Starting with the line that contains "Identify a point on every instance of the dog's head", give again exactly and only each line through the end of the records; include the last line and exclude pictures.

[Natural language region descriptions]
* * * * * * * * *
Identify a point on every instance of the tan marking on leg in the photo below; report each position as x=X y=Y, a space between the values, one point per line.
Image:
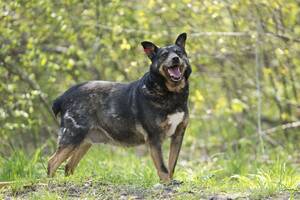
x=156 y=155
x=77 y=155
x=176 y=142
x=62 y=154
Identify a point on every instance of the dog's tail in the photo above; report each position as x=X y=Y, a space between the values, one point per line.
x=56 y=106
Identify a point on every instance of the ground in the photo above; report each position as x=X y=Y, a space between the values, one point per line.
x=125 y=173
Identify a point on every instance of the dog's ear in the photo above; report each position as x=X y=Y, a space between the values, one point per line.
x=180 y=41
x=187 y=72
x=150 y=49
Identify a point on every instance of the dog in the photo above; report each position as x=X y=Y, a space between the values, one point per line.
x=145 y=111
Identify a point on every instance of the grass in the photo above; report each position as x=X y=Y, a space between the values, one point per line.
x=114 y=172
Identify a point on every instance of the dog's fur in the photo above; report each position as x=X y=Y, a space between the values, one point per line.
x=141 y=112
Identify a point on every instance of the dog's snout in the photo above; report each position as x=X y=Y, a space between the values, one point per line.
x=175 y=60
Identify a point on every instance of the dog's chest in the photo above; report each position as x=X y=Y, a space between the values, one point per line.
x=171 y=122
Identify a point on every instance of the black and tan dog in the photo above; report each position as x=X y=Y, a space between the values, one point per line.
x=141 y=112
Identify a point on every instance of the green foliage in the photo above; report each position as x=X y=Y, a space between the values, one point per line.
x=47 y=46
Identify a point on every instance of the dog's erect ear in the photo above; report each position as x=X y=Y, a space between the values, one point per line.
x=180 y=41
x=150 y=49
x=187 y=72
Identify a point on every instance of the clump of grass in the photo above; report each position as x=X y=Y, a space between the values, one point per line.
x=20 y=166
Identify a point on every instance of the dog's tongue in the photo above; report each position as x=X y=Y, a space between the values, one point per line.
x=174 y=71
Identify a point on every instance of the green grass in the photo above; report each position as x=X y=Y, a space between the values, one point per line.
x=234 y=174
x=206 y=167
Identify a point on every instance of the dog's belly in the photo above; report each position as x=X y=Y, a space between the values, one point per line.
x=123 y=138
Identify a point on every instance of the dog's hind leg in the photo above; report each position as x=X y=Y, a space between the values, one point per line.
x=76 y=156
x=62 y=154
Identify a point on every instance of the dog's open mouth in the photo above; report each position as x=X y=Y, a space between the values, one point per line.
x=174 y=73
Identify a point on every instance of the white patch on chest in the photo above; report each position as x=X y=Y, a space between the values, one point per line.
x=173 y=121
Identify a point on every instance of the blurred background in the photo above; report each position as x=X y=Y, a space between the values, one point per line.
x=245 y=87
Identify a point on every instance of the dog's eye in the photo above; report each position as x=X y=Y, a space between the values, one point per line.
x=178 y=52
x=165 y=54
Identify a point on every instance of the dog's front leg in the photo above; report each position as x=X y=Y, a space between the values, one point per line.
x=176 y=142
x=157 y=157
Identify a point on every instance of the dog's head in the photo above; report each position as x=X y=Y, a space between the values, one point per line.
x=170 y=62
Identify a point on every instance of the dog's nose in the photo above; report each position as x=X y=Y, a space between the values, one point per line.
x=175 y=59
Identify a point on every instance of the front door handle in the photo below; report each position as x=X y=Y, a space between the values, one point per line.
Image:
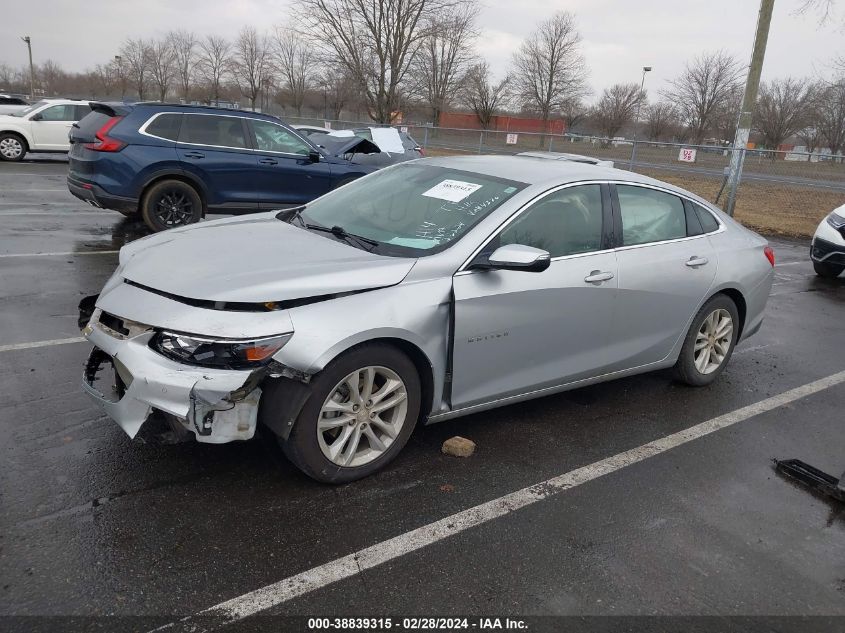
* * * * * * * * *
• Completed exercise:
Identify a point on every instance of the dog's head in the photo above; report each position as x=X y=Y, a space between the values, one point per line.
x=170 y=62
Identify a point on every instance of the dog's nose in the photo above; report each position as x=X y=Y, a space between the values, one point per line.
x=175 y=59
Identify a point on every instance of the front door handle in the photo below; report each position as x=X y=Y, a space between the values, one point per line.
Image:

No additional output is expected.